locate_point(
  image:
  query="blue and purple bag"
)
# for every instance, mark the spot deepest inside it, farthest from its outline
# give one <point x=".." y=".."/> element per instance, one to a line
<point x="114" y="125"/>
—————
## [Work order]
Repeat word for word each line from the one with "# give one <point" to the end of the records above, inclusive.

## [Response below]
# give one <point x=".." y=".."/> element per instance, one to a line
<point x="114" y="125"/>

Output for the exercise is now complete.